◆ **Passage**:
◆ ◆ ◆ ◆ ◆ ◆ ◆
John Bolton (1756–1837) was a Liverpool-based merchant in the West Indies and South America and a successful slaver. He also contributed to the defence of Great Britain during the Napoleonic Wars, giving 500l to the national defence and raising and commanding a battalion of Liverpool volunteers as lieutenant-colonel.

Life 
John Bolton, third and final son of the apothecary Abraham Bolton (died 1764) by his wife, Ann, née Philipson, was born in King Street, Ulverston, Lancashire, on 22 March 1756. The surname was probably originally spelt Boulton.

John was educated at the local grammar school, and apprenticed at Liverpool to the firm of Rawlinsons & Chorley, merchants in the West Indies cotton trade, who sent him to the Caribbean, where he was employed by them, on St. Vincent and later St. Lucia, between 1773 and 1783. He returned to Liverpool a wealthy man in 1784, and undertook a lucrative trade with the Windward Islands in sugar, cotton, coffee, rum, and molasses. In 1787 he branched into the African trade, investing in seventy-three slaving voyages between 1787 and 1807, often as the sole investor, in the last years of the British slave trade. These voyages carried perhaps 20,000 slaves to the New World.

In February 1798, during the Napoleonic Wars, Bolton gave 500l. for the defence of his country. In 1803 he raised and funded a force of 800 volunteers, the first battalion of the Liverpool Volunteers, which he led as lieutenant-colonel till 1806. In the same year he bought Storrs Hall and 1000 acres on Lake Windermere, and there received such notable personages as Christopher North, William Wordsworth, Sir Walter Scott, Canning, and Huskisson.
◆ ◆ ◆ ◆ ◆ ◆ ◆
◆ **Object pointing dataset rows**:
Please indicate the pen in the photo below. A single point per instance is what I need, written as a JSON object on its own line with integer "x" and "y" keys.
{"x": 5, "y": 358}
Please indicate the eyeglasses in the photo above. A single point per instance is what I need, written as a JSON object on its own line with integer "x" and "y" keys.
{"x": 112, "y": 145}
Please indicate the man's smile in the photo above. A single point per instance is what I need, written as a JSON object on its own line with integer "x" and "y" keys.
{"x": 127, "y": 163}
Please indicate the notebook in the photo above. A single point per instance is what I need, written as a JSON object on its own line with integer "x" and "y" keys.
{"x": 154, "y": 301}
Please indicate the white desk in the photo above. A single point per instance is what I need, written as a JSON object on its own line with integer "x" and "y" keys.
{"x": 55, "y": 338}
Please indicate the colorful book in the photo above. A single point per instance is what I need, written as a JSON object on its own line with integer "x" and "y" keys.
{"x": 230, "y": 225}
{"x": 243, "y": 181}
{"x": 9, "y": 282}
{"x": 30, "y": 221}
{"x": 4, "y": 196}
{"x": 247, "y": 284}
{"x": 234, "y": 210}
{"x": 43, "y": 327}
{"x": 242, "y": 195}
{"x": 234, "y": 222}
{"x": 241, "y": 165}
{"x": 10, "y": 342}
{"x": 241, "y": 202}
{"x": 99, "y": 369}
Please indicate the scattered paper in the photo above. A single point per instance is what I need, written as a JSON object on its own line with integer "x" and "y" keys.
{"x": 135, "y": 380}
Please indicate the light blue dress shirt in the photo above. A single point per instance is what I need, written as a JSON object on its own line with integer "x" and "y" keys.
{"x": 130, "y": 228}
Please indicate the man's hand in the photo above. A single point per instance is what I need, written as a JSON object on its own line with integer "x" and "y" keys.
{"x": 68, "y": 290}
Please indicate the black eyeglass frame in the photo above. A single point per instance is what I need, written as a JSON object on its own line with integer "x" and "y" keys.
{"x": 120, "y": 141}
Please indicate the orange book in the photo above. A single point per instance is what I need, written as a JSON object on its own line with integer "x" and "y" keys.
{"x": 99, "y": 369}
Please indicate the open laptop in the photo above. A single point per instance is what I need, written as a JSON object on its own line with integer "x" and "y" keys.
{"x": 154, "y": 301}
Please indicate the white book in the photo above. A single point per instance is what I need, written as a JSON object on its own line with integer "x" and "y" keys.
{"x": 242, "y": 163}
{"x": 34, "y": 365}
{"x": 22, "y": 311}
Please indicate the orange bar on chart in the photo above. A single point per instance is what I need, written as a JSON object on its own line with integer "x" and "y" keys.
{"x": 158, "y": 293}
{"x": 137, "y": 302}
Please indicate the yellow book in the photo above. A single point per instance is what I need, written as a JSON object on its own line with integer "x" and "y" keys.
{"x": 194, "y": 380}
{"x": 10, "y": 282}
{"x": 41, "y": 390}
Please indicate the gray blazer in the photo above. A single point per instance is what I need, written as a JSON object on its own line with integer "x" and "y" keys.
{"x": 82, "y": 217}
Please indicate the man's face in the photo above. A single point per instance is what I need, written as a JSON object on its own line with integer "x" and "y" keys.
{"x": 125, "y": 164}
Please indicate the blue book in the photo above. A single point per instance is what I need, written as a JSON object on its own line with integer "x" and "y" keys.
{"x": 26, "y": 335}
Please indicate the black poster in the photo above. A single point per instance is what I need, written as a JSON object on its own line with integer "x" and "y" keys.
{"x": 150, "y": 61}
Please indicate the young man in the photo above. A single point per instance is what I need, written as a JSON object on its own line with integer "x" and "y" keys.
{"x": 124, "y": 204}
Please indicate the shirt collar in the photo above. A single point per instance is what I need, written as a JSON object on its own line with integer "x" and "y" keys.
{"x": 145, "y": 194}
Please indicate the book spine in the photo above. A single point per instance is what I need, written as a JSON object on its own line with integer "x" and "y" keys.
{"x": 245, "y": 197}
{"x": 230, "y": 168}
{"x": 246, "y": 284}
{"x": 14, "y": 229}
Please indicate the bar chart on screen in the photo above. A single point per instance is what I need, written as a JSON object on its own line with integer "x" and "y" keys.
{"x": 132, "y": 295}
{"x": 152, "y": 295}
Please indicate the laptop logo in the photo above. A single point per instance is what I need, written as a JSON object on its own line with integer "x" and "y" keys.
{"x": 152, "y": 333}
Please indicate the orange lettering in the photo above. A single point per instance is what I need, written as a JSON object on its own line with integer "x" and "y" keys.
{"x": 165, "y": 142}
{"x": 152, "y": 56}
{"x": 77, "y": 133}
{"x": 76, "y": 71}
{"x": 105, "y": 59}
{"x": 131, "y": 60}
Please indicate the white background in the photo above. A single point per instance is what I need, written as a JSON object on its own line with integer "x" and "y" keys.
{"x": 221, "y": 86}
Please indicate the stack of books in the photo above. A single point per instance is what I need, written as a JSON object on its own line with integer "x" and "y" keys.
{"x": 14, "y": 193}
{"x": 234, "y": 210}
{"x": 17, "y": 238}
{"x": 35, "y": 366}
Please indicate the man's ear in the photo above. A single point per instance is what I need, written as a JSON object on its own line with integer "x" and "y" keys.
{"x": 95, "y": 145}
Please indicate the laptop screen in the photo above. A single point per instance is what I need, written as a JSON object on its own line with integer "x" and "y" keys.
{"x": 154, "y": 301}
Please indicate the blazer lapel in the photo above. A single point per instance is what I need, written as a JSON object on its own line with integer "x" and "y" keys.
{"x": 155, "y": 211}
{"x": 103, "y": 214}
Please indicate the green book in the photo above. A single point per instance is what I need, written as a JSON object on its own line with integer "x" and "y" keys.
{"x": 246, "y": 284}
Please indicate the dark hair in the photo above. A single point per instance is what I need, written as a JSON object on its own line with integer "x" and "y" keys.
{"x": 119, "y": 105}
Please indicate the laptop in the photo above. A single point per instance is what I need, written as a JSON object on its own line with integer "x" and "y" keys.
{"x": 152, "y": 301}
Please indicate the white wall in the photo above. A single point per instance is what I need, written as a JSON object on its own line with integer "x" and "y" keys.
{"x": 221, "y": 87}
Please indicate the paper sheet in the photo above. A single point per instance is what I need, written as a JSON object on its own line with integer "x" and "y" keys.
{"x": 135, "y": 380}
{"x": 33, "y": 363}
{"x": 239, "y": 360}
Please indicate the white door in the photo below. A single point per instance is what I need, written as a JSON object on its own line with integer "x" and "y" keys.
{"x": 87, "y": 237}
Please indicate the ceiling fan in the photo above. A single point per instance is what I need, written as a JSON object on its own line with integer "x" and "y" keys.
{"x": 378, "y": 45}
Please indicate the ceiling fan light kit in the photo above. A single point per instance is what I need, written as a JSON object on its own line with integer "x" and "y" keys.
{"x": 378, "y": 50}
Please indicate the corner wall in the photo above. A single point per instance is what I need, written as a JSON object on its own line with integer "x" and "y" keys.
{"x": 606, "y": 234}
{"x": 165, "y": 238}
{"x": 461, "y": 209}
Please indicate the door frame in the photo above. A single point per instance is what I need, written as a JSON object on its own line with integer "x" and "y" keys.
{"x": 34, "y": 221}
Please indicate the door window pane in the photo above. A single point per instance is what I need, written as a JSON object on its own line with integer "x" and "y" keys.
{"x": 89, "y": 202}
◆ ◆ ◆ ◆ ◆ ◆ ◆
Retype the part of the John Bolton passage starting with "John was educated" and going on through "the New World.", keeping every word and mark unchanged.

John was educated at the local grammar school, and apprenticed at Liverpool to the firm of Rawlinsons & Chorley, merchants in the West Indies cotton trade, who sent him to the Caribbean, where he was employed by them, on St. Vincent and later St. Lucia, between 1773 and 1783. He returned to Liverpool a wealthy man in 1784, and undertook a lucrative trade with the Windward Islands in sugar, cotton, coffee, rum, and molasses. In 1787 he branched into the African trade, investing in seventy-three slaving voyages between 1787 and 1807, often as the sole investor, in the last years of the British slave trade. These voyages carried perhaps 20,000 slaves to the New World.